Excerpt provided.
Financial risk: As most of the company’s investments involve a medium to long-term commitment and many are relatively illiquid, the directors consider that it is inappropriate to finance the company’s activities through borrowing except on an occasional short-term basis. Accordingly they seek to maintain a proportion of the company’s assets in cash or cash equivalents in order to be in a position to take advantage of new unquoted investment opportunities. The company has very little exposure to foreign currency risk and does not enter into derivative transactions.
Economic risk: events such as economic recession or general fluctuations in stock markets and interest rates may affect the valuation of investee companies and their ability to access adequate financial resources, as well as affecting the company’s own share price and discount to net asset value.
Liquidity risk: The company’s investments may be difficult to realise. The fact that a stock is quoted on a recognised stock exchange does not guarantee its liquidity and there may be a large spread between bid and offer prices. Unquoted investments are not traded on a recognised stock exchange and are inherently illiquid.
Internal control risk: The board regularly reviews the system of internal controls, both financial and non-financial, operated by the company and the manager. These include controls designed to ensure that the company’s assets are safeguarded and that proper accounting records are maintained.

Point-based annotation data.
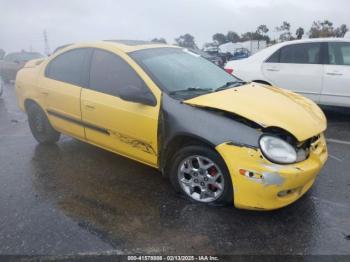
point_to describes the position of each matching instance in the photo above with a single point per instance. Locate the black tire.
(198, 150)
(6, 80)
(40, 126)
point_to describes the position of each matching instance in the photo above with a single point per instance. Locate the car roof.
(126, 46)
(268, 51)
(312, 40)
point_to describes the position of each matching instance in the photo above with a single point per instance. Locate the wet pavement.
(76, 198)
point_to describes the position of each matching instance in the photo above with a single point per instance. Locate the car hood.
(269, 107)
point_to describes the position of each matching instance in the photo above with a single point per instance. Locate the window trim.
(321, 60)
(327, 60)
(88, 86)
(82, 80)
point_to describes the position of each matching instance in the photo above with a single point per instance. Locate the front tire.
(40, 126)
(200, 174)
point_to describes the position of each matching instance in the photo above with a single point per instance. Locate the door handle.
(89, 106)
(334, 74)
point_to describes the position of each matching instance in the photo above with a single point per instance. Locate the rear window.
(307, 53)
(339, 53)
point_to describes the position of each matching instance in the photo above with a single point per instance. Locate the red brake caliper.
(213, 172)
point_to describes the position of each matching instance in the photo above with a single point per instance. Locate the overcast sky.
(22, 21)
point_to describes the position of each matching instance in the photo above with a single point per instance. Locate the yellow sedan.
(218, 139)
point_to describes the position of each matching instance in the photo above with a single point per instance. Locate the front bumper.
(265, 185)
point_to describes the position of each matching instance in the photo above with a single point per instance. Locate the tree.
(341, 30)
(321, 29)
(326, 29)
(262, 30)
(300, 32)
(261, 33)
(232, 37)
(284, 29)
(220, 38)
(186, 40)
(159, 40)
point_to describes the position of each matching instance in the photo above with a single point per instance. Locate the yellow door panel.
(62, 103)
(124, 127)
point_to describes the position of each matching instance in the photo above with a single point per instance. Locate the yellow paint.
(132, 127)
(254, 193)
(298, 115)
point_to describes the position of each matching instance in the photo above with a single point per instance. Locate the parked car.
(13, 62)
(218, 139)
(240, 53)
(316, 68)
(212, 58)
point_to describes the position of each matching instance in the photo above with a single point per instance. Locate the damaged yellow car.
(218, 139)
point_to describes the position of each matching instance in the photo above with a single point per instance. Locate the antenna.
(46, 42)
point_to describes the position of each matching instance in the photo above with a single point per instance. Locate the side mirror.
(134, 94)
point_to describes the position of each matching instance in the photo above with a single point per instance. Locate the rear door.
(297, 67)
(336, 84)
(60, 90)
(125, 127)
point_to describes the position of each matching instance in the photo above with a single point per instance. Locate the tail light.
(229, 70)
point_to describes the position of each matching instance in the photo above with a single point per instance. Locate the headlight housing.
(277, 150)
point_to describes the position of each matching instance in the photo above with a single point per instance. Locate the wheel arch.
(177, 142)
(262, 82)
(28, 102)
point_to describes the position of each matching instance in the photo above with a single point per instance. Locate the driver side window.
(110, 74)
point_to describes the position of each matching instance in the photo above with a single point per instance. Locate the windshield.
(23, 56)
(181, 72)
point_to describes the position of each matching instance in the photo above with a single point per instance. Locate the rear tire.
(200, 174)
(40, 126)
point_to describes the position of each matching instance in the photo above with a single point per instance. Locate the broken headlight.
(277, 150)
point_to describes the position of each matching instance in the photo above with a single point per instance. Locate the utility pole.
(46, 42)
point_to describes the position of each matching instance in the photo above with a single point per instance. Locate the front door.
(336, 84)
(60, 89)
(297, 67)
(127, 128)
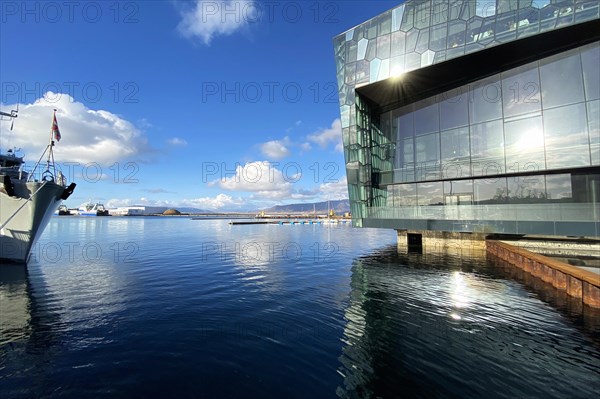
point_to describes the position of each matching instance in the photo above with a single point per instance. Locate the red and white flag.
(55, 130)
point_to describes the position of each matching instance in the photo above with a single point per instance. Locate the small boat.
(91, 209)
(63, 211)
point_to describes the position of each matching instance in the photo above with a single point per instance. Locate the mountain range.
(338, 206)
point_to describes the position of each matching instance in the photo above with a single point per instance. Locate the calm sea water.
(173, 307)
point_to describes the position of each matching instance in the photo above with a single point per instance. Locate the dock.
(290, 222)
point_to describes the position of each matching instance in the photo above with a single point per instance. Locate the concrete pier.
(467, 244)
(576, 282)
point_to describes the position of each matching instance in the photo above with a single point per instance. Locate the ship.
(28, 199)
(91, 209)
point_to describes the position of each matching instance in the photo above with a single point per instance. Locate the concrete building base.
(574, 281)
(467, 244)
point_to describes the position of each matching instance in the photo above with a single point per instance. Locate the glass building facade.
(474, 116)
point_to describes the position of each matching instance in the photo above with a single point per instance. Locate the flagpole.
(50, 160)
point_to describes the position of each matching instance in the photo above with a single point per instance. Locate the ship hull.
(23, 220)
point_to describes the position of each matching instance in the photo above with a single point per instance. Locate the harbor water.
(173, 307)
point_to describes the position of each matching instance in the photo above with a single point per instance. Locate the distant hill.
(339, 207)
(161, 209)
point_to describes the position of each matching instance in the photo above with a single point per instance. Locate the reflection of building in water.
(445, 326)
(474, 116)
(15, 319)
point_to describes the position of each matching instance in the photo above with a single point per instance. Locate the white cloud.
(176, 141)
(323, 137)
(209, 19)
(220, 201)
(305, 147)
(265, 181)
(335, 190)
(276, 149)
(87, 135)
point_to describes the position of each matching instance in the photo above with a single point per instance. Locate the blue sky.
(215, 105)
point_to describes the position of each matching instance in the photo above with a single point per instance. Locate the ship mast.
(50, 172)
(11, 117)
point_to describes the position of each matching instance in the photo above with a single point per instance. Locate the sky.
(217, 105)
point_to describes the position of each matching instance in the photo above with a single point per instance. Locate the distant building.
(474, 116)
(137, 210)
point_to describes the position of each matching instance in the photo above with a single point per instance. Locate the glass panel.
(490, 191)
(385, 23)
(590, 59)
(593, 108)
(558, 188)
(430, 193)
(526, 189)
(422, 14)
(456, 34)
(561, 79)
(405, 195)
(459, 192)
(383, 47)
(405, 122)
(454, 111)
(439, 12)
(528, 22)
(566, 137)
(506, 26)
(456, 159)
(423, 42)
(438, 38)
(427, 157)
(524, 144)
(427, 119)
(398, 43)
(521, 90)
(486, 100)
(487, 148)
(473, 29)
(408, 19)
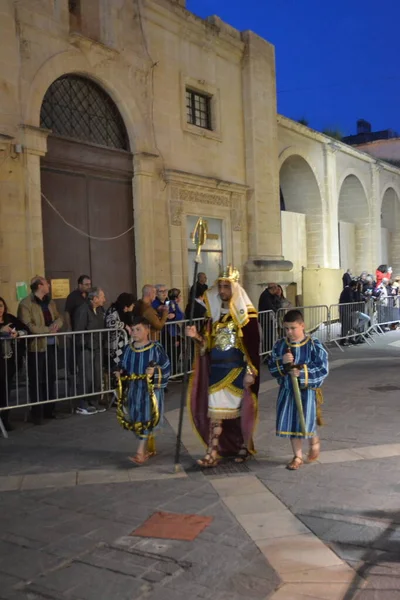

To-do list.
a: Write out the passage of the risk disclosure between "Financial risk: As" and "net asset value.", inclusive.
b: Extend the risk disclosure by continuing it from its final sentence.

Written answers.
a:
Financial risk: As most of the company’s investments involve a medium to long-term commitment and many are relatively illiquid, the directors consider that it is inappropriate to finance the company’s activities through borrowing except on an occasional short-term basis. Accordingly they seek to maintain a proportion of the company’s assets in cash or cash equivalents in order to be in a position to take advantage of new unquoted investment opportunities. The company has very little exposure to foreign currency risk and does not enter into derivative transactions.
Economic risk: events such as economic recession or general fluctuations in stock markets and interest rates may affect the valuation of investee companies and their ability to access adequate financial resources, as well as affecting the company’s own share price and discount to net asset value.

b:
STATEMENT OF DIRECTORS’ RESPONSIBILITIES
The directors are responsible for preparing the annual financial report in accordance with applicable law and regulations. Company law requires the directors to prepare financial statements for each financial year. Under that law the directors have elected to prepare the financial statements in accordance with UK Accounting Standards (UK Generally Accepted Accounting Practice). The financial statements are required by law to give a true and fair view of the state of affairs of the company at the end of the financial period and of the return of the company for that period. In preparing these financial statements, the directors are required to (i) select suitable accounting policies and then apply them consistently; (ii) make judgements and estimates that are reasonable and prudent; (iii) state whether applicable UK Accounting Standards have been followed, subject to any material departures disclosed and explained in the financial statements; and (iv) prepare the financial statements on the going concern basis unless it is inappropriate to presume that the company will continue in business. Subsequent to 31 March 2011 the board has announced proposals to cease making new investments and to realise the investment portfolio on an orderly basis with a view to returning the cash proceeds to shareholders over a period of time. If these proposals are approved by shareholders, there may be an impact on the going concern assessment and on the valuations placed on investments and other assets and liabilities in the accounting period in which such approval is given.
In relation to the financial statements for the year ended 31 March 2011, each of the directors has confirmed that to the best of his or her knowledge (i) the financial statements, which have been prepared in accordance with the applicable set of accounting standards, give a true and fair view of the assets, liabilities, financial position and profit or loss of the company; and (ii) the directors’ report includes a fair review of the development and performance of the business and the position of the company together with a description of the principal risks and uncertainties which it faces.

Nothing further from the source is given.